Quoted text

________________

Ah, that warning. nvc++ is not meant as a replacement for nvcc for CUDA compilation. We needed to add some CUDA for our STDPAR implementation which uses Thrust under the hood.

The warning is just there to say that nvc++ doesn’t fully support CUDA so if there is a problem with the CUDA code, then it’s not something we’d necessarily fix. If it works, great!, ignore the warning and continue on. If it doesn’t, let me know and we can see about finding a work around. I just wouldn’t submit a bug report for the CUDA code.

If this isn’t a good fit for you, what you’d want to instead do is split the CUDA and OpenACC sections into separate files. Compile the CUDA code with nvcc and the OpenACC with nvc++, though link with nvc++.

Alternately, you can compile with nvcc and set the host compiler to be nvc++. The problem there is that nvcc doesn’t know to register the OpenACC kernels during link, so you want to link with nvc++ and likely need to set the host flags to use “-gpu=nordc” since nvcc disable RDC by default.

Hi @MatColgrove Thank you for this clarification.

For now, I have started running my code after compiling it with the nvc++ compiler, ignoring the warnings related to kernel launches.

This is the test code I am running on the Jetson AGX Xavier. It contains three kernels, each executing with a single block and a single thread:

  • Kernel 1 and Kernel 2 communicate via a flag in device memory. Kernel 1 sets the flag, and Kernel 2 reads it. This process runs continuously inside a while(1) loop.
  • Kernel 3 waits for a flag from the host (CPU). The CPU sets the flag, and Kernel 3 reads it and prints the value.

I compiled the code using: nvc++ -cuda test_app.cu

However, when I run the code, I do not see any prints from the kernel threads. Additionally, my host side gets stuck at cudaMemcpy when setting the flag for Kernel 3.

Checking the GPU status with tegrastats, I see: GR3D_Freq 99%@675

This indicates that all GPU cores are being utilized at full capacity.

Given that my code only involves a few threads (2-3 at most), I would expect it to use only a small fraction of the 512-core GPU. Why is it consuming all the GPU cores?

Could you please review my code and help me understand what mistake I might be making? Also, how can I optimize my implementation to align with the intended logic?

Thanks!

________________

Set of tasks
a. Name every compiler or command-line tool that the forum thread on nvc++ and CUDA mentions.
b. Print the part of the forum thread on nvc++ and CUDA that begins at the words "Hi @MatColgrove Thank", and stop after "a while(1) loop.".

Given data
________________

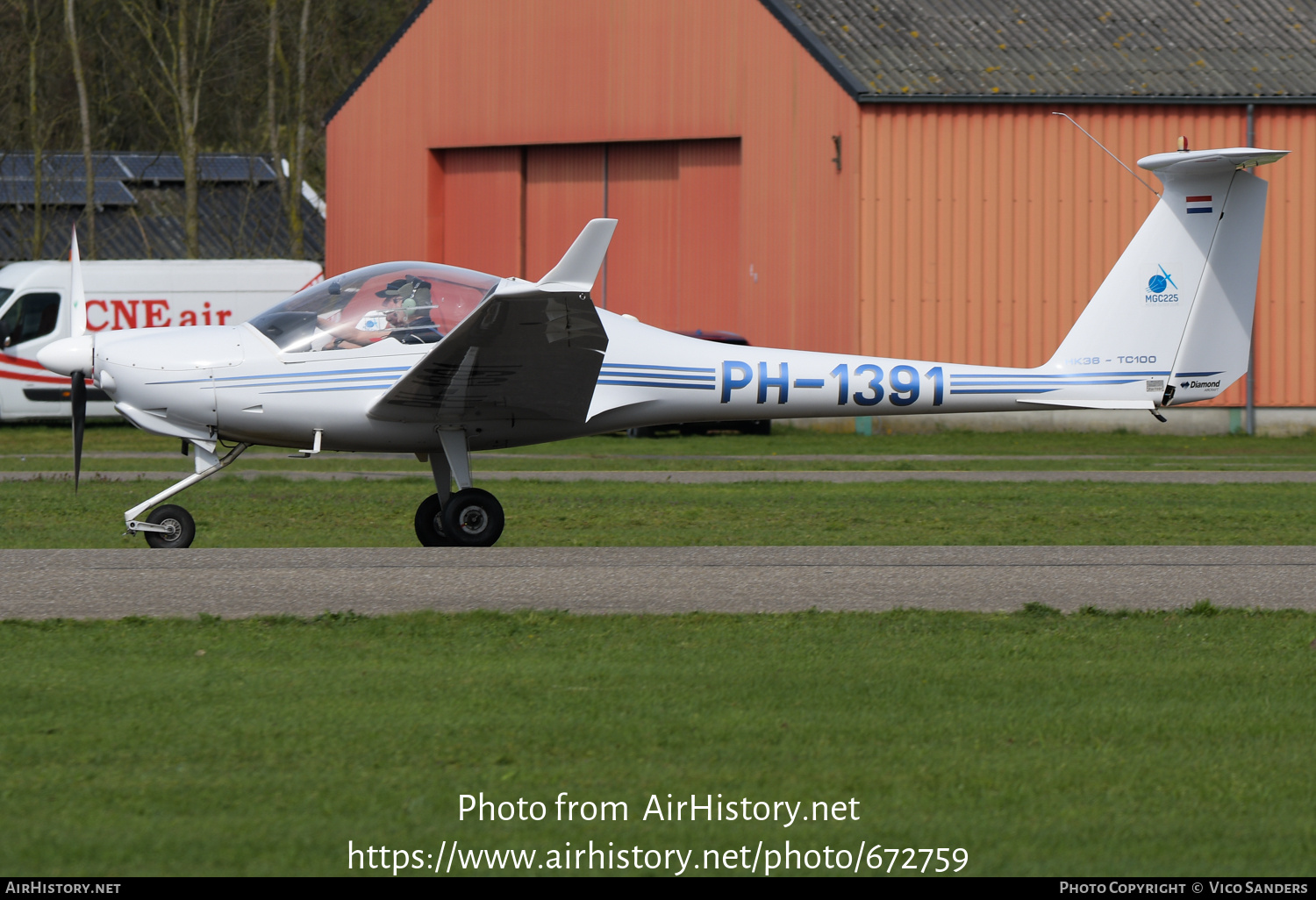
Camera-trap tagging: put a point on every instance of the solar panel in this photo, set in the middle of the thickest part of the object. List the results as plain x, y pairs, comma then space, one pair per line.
234, 168
152, 166
63, 192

________________

Outputs for the tasks
a. nvc++, nvcc, tegrastats

b.
Hi @MatColgrove Thank you for this clarification.

For now, I have started running my code after compiling it with the nvc++ compiler, ignoring the warnings related to kernel launches.

This is the test code I am running on the Jetson AGX Xavier. It contains three kernels, each executing with a single block and a single thread:

  • Kernel 1 and Kernel 2 communicate via a flag in device memory. Kernel 1 sets the flag, and Kernel 2 reads it. This process runs continuously inside a while(1) loop.